## Página
⟨
Acórdão do Tribunal da Relação de Lisboa
Processo:
173/2003-7
Relator: PROENÇA FOUTO
Descritores: RESPONSABILIDADE
ACTIVIDADES PERIGOSAS
PRESUNÇÃO DE CULPA
Nº do Documento: RL
Data do Acordão: 03/18/2003
Votação: UNANIMIDADE
Texto Integral: S
Privacidade: 1
Meio Processual: APELAÇÃO.
Decisão: REVOGADA.
Sumário: A movimentação de carga pesada por grua em obra de construção civil é uma actividade perigosa, pelo que há uma presunção de culpa sobre quem exerce essa actividade, relativamente à morte de um trabalhador sobre o qual caiu uma palete de blocos de cimento.
Apesar da grua estar a ser utilizada por um subempreiteiro, competia à empreiteira, como empresa adjudicatária da obra, assegurar a coordenação desta em matéria de segurança, sem prejuízo das obrigações de cada empregador, relativamente aos seus trabalhadores.
Para ilidir a presunção de culpa que recai sobre ela, a empreiteira teria que provar que empregou todas as providências exigidas pelas circunstâncias, nomeadamente que deu instruções ao subempreiteiro em causa no sentido de que era necessário sinalizar e fiscalizar a zona de risco de queda de cargas perigosas.
⟩
## Dados brutos
⟨
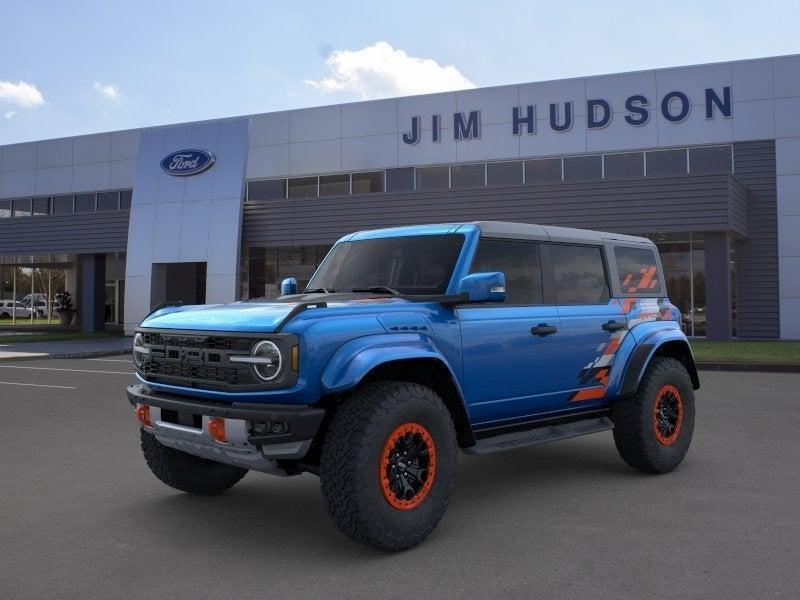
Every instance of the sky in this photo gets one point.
(76, 67)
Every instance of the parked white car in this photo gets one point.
(12, 308)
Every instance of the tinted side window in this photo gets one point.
(519, 261)
(579, 274)
(638, 270)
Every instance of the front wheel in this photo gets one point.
(653, 429)
(388, 464)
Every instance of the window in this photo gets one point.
(637, 270)
(303, 187)
(543, 171)
(400, 180)
(22, 207)
(368, 183)
(271, 189)
(578, 168)
(433, 178)
(468, 175)
(41, 206)
(409, 264)
(519, 262)
(108, 201)
(579, 274)
(666, 162)
(504, 173)
(62, 205)
(713, 159)
(334, 185)
(125, 199)
(84, 202)
(617, 166)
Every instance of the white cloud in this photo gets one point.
(109, 90)
(380, 71)
(20, 93)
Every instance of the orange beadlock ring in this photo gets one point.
(671, 394)
(405, 435)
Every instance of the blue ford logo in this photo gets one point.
(187, 162)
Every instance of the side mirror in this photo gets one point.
(288, 286)
(484, 287)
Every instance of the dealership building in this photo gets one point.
(704, 160)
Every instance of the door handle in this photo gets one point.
(543, 329)
(614, 325)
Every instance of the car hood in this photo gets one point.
(246, 316)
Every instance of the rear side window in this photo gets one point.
(519, 262)
(580, 276)
(638, 270)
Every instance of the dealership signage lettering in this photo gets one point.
(674, 107)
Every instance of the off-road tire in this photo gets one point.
(186, 472)
(636, 434)
(351, 468)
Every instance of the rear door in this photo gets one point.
(511, 351)
(592, 323)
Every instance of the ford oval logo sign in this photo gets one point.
(187, 162)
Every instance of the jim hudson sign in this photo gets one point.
(674, 106)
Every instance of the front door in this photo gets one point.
(592, 324)
(512, 351)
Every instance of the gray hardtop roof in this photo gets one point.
(551, 233)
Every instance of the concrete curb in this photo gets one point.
(762, 367)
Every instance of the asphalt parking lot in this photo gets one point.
(82, 517)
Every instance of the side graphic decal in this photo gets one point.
(636, 310)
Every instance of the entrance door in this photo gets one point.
(512, 351)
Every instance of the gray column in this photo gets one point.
(718, 286)
(93, 288)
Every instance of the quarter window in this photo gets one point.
(519, 262)
(580, 277)
(637, 270)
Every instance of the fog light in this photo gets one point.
(143, 415)
(216, 429)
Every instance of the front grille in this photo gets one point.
(196, 360)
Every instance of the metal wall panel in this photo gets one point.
(757, 257)
(75, 233)
(637, 206)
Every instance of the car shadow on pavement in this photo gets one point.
(287, 517)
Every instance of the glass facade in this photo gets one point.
(684, 261)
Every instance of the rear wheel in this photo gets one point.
(186, 472)
(388, 464)
(653, 429)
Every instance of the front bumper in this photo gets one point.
(182, 423)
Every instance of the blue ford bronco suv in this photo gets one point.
(407, 345)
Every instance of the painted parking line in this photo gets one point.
(60, 387)
(70, 370)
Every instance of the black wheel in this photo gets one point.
(388, 464)
(186, 472)
(653, 429)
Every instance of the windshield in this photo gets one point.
(407, 265)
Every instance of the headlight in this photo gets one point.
(139, 349)
(265, 358)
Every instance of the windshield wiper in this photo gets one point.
(378, 288)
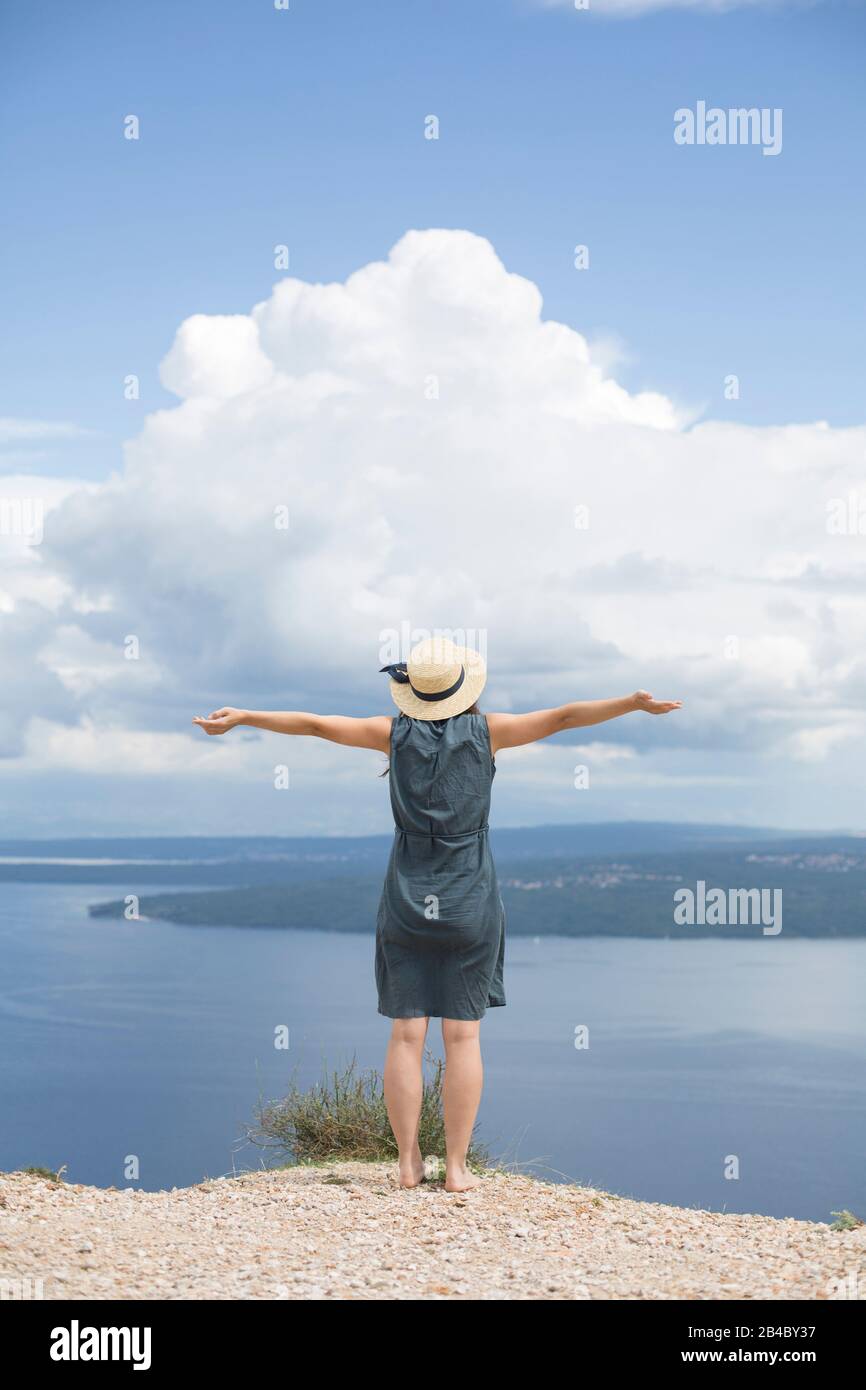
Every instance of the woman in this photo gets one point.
(439, 941)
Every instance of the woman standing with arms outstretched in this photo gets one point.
(439, 940)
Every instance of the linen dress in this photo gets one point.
(439, 937)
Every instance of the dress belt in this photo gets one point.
(434, 834)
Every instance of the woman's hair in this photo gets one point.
(473, 709)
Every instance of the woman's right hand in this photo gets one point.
(221, 720)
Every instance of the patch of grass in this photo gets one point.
(845, 1221)
(344, 1118)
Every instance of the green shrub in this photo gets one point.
(46, 1172)
(845, 1221)
(344, 1116)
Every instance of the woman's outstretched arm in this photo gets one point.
(338, 729)
(513, 730)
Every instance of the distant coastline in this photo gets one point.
(610, 880)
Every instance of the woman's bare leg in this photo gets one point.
(403, 1089)
(460, 1097)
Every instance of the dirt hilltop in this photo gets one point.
(346, 1230)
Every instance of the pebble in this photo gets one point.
(348, 1230)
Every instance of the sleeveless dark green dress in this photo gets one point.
(439, 937)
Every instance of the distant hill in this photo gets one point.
(822, 887)
(259, 859)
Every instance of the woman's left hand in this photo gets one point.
(221, 720)
(642, 699)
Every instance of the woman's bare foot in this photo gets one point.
(459, 1179)
(410, 1171)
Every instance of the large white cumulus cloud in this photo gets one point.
⟩
## Trabalho a fazer
a - Transcreva o trecho do acórdão que vai de "Acórdão do Tribunal" até "Decisão: REVOGADA.", ambos incluídos.
b - Prossiga o texto do acórdão sobre a queda da palete a partir do ponto em que ele termina.

## Respostas por tarefa
a -
Acórdão do Tribunal da Relação de Lisboa
Processo:
173/2003-7
Relator: PROENÇA FOUTO
Descritores: RESPONSABILIDADE
ACTIVIDADES PERIGOSAS
PRESUNÇÃO DE CULPA
Nº do Documento: RL
Data do Acordão: 03/18/2003
Votação: UNANIMIDADE
Texto Integral: S
Privacidade: 1
Meio Processual: APELAÇÃO.
Decisão: REVOGADA.

b -
Decisão Texto Integral: 1. O Trabalho – Companhia de Seguros, SA, instaurou ao abrigo dos artigos 441º do C. Comercial e 31º nºs 1 e 4 da LAT contra António Maria Aguiar, Lda., acção declarativa com processo sumário, pedindo a condenação da Ré a pagar-lhe a quantia de € 9,283.95, acrescida dos juros de mora, à taxa legal desde a citação, responsável pelo acidente de trabalho (violação culposa das regras de segurança do trabalho) ocorrido em 19.02.00 que vitimou mortalmente o servente M. Trindade, trabalhador por conta de J. Sousa, no estaleiro da obra de construção de apartamentos sito na Rua Nova, Levada do Cavalo, em Santo António, Funchal, a dever reembolsar a Autora daquela importância que já despendeu, no cumprimento das obrigações emergentes do contrato de seguro de acidentes de trabalho que se derem com os trabalhadores daquele.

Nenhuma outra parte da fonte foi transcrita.